* [Assignment]
Below are the entries; return every line among them that holds the word "greenery".

* [Data for the task]
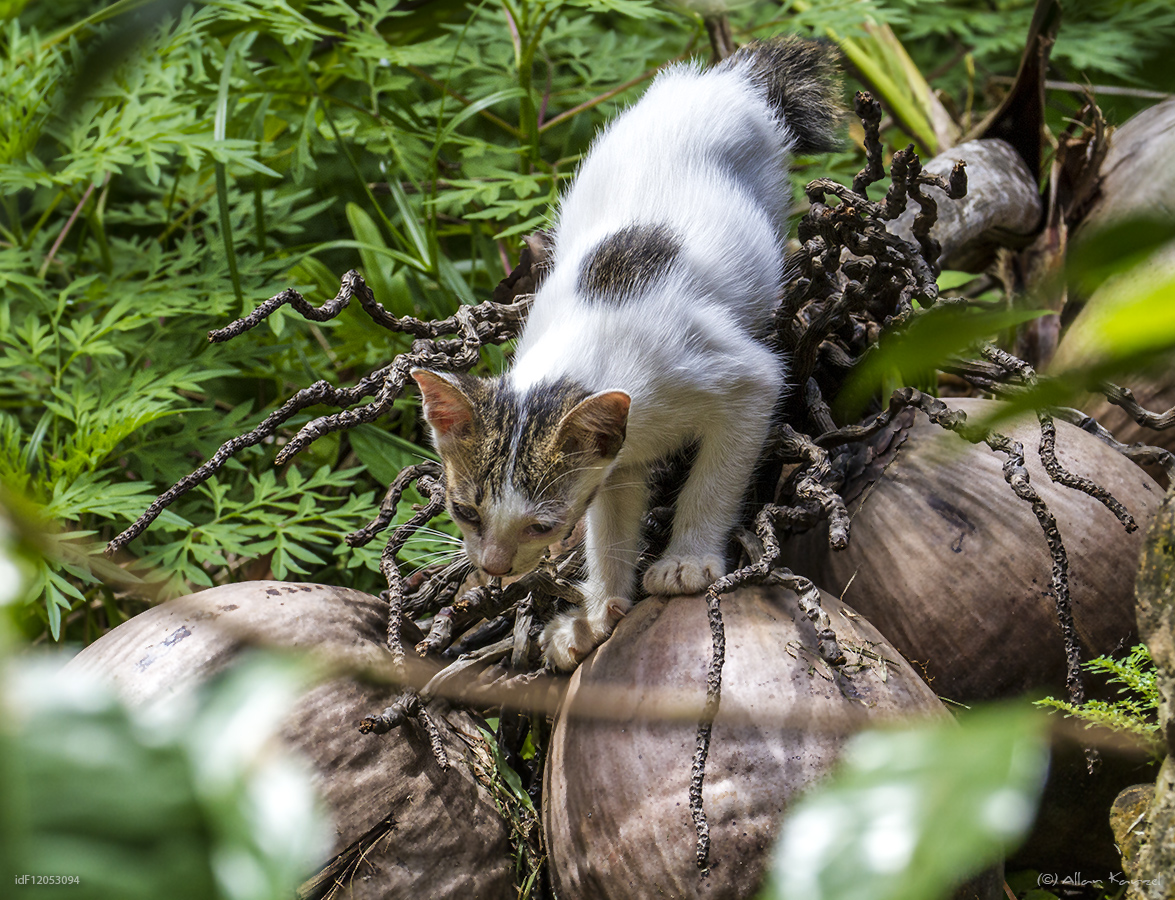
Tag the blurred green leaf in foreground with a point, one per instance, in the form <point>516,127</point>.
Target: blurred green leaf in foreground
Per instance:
<point>192,799</point>
<point>910,814</point>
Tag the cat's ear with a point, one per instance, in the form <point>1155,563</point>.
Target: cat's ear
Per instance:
<point>445,405</point>
<point>597,424</point>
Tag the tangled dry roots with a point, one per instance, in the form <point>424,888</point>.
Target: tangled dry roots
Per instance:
<point>852,281</point>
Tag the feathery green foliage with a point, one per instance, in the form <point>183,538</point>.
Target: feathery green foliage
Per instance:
<point>1135,711</point>
<point>166,165</point>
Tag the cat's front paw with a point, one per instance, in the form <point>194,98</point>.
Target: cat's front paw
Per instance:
<point>675,575</point>
<point>566,639</point>
<point>571,636</point>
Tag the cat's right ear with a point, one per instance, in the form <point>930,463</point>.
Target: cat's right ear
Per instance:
<point>445,405</point>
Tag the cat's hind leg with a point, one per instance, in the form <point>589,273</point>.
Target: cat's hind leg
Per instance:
<point>733,429</point>
<point>612,546</point>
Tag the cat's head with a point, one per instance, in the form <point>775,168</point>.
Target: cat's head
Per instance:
<point>521,468</point>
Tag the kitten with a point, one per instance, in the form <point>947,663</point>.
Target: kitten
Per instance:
<point>645,336</point>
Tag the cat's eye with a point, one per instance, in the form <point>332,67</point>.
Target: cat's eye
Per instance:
<point>465,514</point>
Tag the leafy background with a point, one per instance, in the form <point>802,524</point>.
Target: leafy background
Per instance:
<point>166,166</point>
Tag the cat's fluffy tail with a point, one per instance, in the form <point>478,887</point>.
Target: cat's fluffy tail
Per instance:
<point>801,82</point>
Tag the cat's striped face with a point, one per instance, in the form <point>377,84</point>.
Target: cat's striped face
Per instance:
<point>519,468</point>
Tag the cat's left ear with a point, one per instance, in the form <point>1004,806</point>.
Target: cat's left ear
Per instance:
<point>445,405</point>
<point>597,424</point>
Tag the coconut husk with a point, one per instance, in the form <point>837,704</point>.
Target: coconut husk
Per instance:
<point>616,803</point>
<point>403,825</point>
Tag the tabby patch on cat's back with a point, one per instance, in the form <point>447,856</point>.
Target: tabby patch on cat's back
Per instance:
<point>626,261</point>
<point>643,337</point>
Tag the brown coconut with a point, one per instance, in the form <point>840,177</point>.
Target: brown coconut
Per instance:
<point>404,827</point>
<point>1136,181</point>
<point>616,807</point>
<point>953,568</point>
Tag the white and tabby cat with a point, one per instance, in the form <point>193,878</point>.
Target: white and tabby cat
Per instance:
<point>644,337</point>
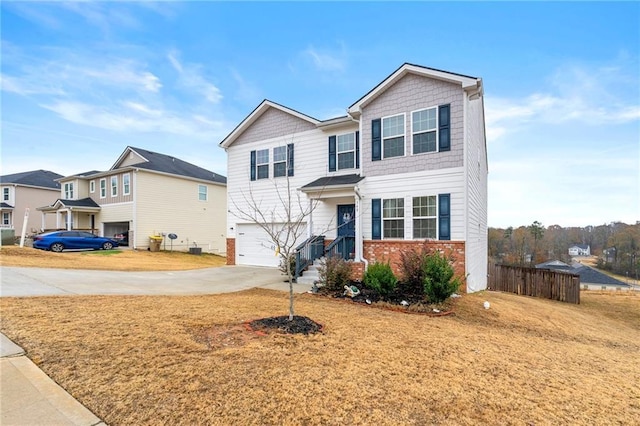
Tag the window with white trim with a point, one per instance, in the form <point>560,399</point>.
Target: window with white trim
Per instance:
<point>262,164</point>
<point>425,217</point>
<point>114,186</point>
<point>346,151</point>
<point>202,192</point>
<point>279,161</point>
<point>393,136</point>
<point>68,191</point>
<point>393,218</point>
<point>424,130</point>
<point>126,184</point>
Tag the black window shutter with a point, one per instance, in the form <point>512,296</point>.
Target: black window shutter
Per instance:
<point>357,150</point>
<point>376,219</point>
<point>376,139</point>
<point>290,159</point>
<point>444,216</point>
<point>444,119</point>
<point>332,153</point>
<point>253,165</point>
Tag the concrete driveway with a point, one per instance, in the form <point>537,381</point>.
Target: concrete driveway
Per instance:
<point>49,282</point>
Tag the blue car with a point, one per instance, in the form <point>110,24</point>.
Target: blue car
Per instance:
<point>72,240</point>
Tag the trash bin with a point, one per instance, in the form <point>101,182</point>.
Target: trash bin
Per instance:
<point>154,243</point>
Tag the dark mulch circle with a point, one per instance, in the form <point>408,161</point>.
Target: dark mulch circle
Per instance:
<point>298,325</point>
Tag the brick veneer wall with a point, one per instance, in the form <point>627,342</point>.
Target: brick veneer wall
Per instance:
<point>389,251</point>
<point>231,251</point>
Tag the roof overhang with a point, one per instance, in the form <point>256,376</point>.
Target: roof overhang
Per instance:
<point>257,113</point>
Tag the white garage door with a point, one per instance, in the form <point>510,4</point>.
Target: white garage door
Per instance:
<point>254,247</point>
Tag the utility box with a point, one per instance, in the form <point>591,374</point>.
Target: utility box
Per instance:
<point>154,243</point>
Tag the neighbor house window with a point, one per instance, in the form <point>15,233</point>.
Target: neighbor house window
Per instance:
<point>346,151</point>
<point>424,217</point>
<point>202,192</point>
<point>114,186</point>
<point>262,163</point>
<point>279,161</point>
<point>393,136</point>
<point>424,126</point>
<point>126,184</point>
<point>68,190</point>
<point>393,218</point>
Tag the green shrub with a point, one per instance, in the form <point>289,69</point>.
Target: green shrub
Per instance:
<point>439,282</point>
<point>335,273</point>
<point>380,277</point>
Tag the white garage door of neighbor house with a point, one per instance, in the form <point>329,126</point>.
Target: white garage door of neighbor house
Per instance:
<point>255,248</point>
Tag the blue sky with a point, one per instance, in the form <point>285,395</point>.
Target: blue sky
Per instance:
<point>82,80</point>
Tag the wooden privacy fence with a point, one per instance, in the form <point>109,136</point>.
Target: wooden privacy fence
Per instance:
<point>543,283</point>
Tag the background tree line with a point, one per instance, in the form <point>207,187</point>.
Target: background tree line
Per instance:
<point>616,244</point>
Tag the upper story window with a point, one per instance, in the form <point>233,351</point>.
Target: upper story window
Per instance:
<point>68,190</point>
<point>424,129</point>
<point>393,136</point>
<point>262,163</point>
<point>393,218</point>
<point>424,217</point>
<point>126,184</point>
<point>202,192</point>
<point>346,151</point>
<point>114,186</point>
<point>279,161</point>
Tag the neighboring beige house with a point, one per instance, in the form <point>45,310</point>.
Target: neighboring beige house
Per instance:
<point>146,194</point>
<point>27,190</point>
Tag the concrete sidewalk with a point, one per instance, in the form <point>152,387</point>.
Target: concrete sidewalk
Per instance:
<point>28,396</point>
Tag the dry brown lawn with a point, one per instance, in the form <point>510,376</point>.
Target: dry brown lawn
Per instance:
<point>189,360</point>
<point>114,260</point>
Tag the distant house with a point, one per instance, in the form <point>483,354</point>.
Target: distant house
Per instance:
<point>27,190</point>
<point>590,278</point>
<point>580,250</point>
<point>145,194</point>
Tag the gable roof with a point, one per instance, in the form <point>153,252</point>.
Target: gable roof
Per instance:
<point>256,113</point>
<point>39,178</point>
<point>468,83</point>
<point>163,163</point>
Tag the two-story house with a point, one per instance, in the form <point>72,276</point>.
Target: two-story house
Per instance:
<point>407,165</point>
<point>146,194</point>
<point>22,193</point>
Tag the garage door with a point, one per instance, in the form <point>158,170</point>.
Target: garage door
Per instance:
<point>254,247</point>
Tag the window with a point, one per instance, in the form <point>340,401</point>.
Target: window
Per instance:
<point>393,218</point>
<point>262,163</point>
<point>424,217</point>
<point>346,151</point>
<point>393,136</point>
<point>424,125</point>
<point>279,161</point>
<point>114,186</point>
<point>202,192</point>
<point>126,184</point>
<point>68,191</point>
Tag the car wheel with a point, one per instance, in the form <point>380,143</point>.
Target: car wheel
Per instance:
<point>57,247</point>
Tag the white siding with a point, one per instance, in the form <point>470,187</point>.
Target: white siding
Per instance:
<point>476,166</point>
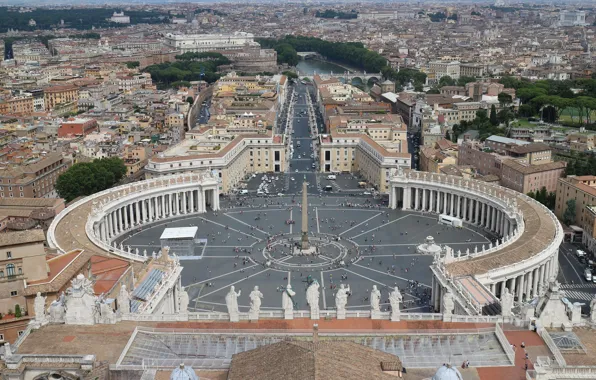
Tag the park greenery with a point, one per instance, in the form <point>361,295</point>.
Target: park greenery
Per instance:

* [Result of the task]
Tag the park greenery with a point, one per instance, in the form <point>361,295</point>.
Target: park greenery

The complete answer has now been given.